Tugas Tertulis a:
Cetak tanpa perubahan bagian artikel tentang sertifikasi da’i mulai dari "Ada ruang dimana" sampai "menjamin kemerdekaan masyarakatnya.".

Bagian Teks:
++++++++++

Oleh: Umarwan Sutopo Lc, M.Hi*
Kegaduhan di Indonesia seolah terus mengalir tanpa henti, satu kasus belum usai disambung kemunculan isu dan kasus yang lainnya. Belum lagi masyarakat menyaksikan penyelesaian terdakwa penista agama (Ahok), tiba-tiba beralih ke wacana sertifikasi da’i sehingga menambah gaduh politik dalam negeri. Betapa tidak, Indonesia saat ini bukan negara otoriter yang kekuasaannya mencengkram di setiap lini kehidupan masyarakatnya.
Ada ruang dimana pemerintah tidak boleh terlalu campur tangan di dalamnya semisal permasalahan teknis keagamaan. Ia hanya sebagai fasilitator keagamaan dan bukan pengatur. Hal ini dikuatkan dengan kenyataan bahwa terkecuali Indonesia bukan negeri berbasis syariat seperti Kelantan di Malaysia, Indonesia adalah negeri yang menerapkan demokrasi yang menjamin kemerdekaan masyarakatnya.
Akhirnya Pro dan kontra bergulir. Sebagian umat Islam tentu merasa dirugikan dengan wacana ini, ada banyak alasan untuk hal tersebut. Ide sertifikasi da’i bisa menjadi bentuk pemasungan terhadap dakwah islam. Selain daripada itu, muncul beragam asumsi yang sulit untuk ditolak bahwa jika ide ini benar-benar dijalankan, maka sertifikasi justru akan menambah persoalan. Setidaknya akan muncul 2 (dua) jenis Da’i, yakni Da’i pemerintah dan Da’i Non pemerintah. Tentu saja dikotomi tersebut akan memunculkan Imej yang tidak baik. Anggaran Negara yang semakin berat dan kesan intervensi atau monitoring oleh pemerintah akan sangat kentara.
Kecurigaan umat terhadap ide besar sertifikasi juga perlu dipertimbangkan, menyusul penyudutan islam oleh banyak media akhir-akhir ini baik melalui isu teroris, radikal, dan intoleran yang selalu dikaitkan dengan islam. Menag Lukman Hakim dalam dialog di TV One Jumat (3/2/2017) menegaskan bahwa program ini tidak murni muncul dari lembaga yang dipimpinnya, melainkan untuk merespons aspirasi dan tuntutan sejumlah pihak yang merasa resah karena khutbah yang dinilai menyebarkan kebencian pada pihak lain.

++++++++++

Tugas Tertulis b:
Hitung jumlah baris dalam catatan yang memuat kata "ground", dengan membedakan huruf besar dan huruf kecil. Tuliskan angkanya saja.

++++++++++

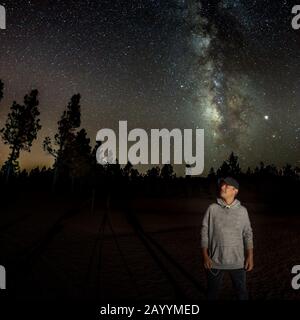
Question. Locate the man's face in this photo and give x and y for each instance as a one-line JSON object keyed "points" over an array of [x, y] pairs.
{"points": [[227, 191]]}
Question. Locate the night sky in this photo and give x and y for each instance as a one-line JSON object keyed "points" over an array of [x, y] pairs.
{"points": [[230, 67]]}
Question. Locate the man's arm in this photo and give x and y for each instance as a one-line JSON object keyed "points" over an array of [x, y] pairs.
{"points": [[204, 240], [206, 259], [248, 242]]}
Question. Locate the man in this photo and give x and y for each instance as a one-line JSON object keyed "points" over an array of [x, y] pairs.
{"points": [[227, 241]]}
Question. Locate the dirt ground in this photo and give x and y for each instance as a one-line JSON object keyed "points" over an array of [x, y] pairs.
{"points": [[72, 264]]}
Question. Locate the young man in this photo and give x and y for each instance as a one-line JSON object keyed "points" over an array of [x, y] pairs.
{"points": [[227, 241]]}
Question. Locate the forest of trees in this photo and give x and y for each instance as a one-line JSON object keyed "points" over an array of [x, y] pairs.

++++++++++

Penyelesaian Soal a:
Ada ruang dimana pemerintah tidak boleh terlalu campur tangan di dalamnya semisal permasalahan teknis keagamaan. Ia hanya sebagai fasilitator keagamaan dan bukan pengatur. Hal ini dikuatkan dengan kenyataan bahwa terkecuali Indonesia bukan negeri berbasis syariat seperti Kelantan di Malaysia, Indonesia adalah negeri yang menerapkan demokrasi yang menjamin kemerdekaan masyarakatnya.

Penyelesaian Soal b:
1